[[ DATASET CONTENT, beginning ]]

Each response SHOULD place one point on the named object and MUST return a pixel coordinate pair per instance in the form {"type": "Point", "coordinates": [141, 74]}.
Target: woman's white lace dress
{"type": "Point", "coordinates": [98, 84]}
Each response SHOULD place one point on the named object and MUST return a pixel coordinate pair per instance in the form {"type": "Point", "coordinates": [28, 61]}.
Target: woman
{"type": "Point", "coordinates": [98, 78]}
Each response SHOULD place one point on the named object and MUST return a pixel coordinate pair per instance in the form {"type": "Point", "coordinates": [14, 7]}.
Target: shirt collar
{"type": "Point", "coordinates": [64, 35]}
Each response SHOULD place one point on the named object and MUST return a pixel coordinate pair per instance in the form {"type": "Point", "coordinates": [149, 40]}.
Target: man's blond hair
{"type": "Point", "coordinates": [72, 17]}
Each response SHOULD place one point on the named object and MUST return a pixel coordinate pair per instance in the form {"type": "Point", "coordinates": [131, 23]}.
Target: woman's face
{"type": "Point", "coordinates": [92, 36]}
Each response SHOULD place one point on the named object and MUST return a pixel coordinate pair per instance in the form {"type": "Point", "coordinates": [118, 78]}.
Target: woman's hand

[[ DATASET CONTENT, end ]]

--- WHAT NEEDS TO BE DONE ---
Everything from the line containing "Target: woman's face" to the last line of the data above must be set down exactly, both ends included, with no other lines.

--- EXERCISE RESPONSE ---
Target: woman's face
{"type": "Point", "coordinates": [92, 36]}
Each response SHOULD place one point on the named object and MUST return a pixel coordinate pair per instance in the form {"type": "Point", "coordinates": [118, 78]}.
Target: woman's hand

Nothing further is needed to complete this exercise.